Object location annotation data:
******

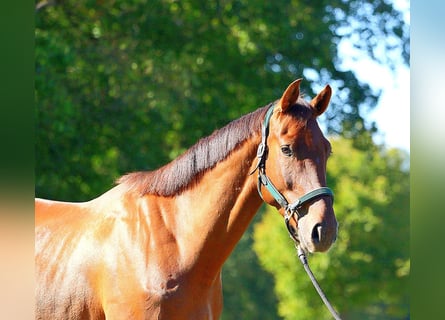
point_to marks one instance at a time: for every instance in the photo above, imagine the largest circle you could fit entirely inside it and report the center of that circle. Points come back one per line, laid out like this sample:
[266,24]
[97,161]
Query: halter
[290,209]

******

• **Exercise prompt**:
Return all of the lines above verbatim, leaving out the pictures.

• **Task answer**:
point_to marks one instance at a time: for every instance in the photo above, imagine the largest circle you could fit entirely inside it and report the center of that circle. Points come back one per line, laid out like this sample:
[266,24]
[97,161]
Query: halter
[290,209]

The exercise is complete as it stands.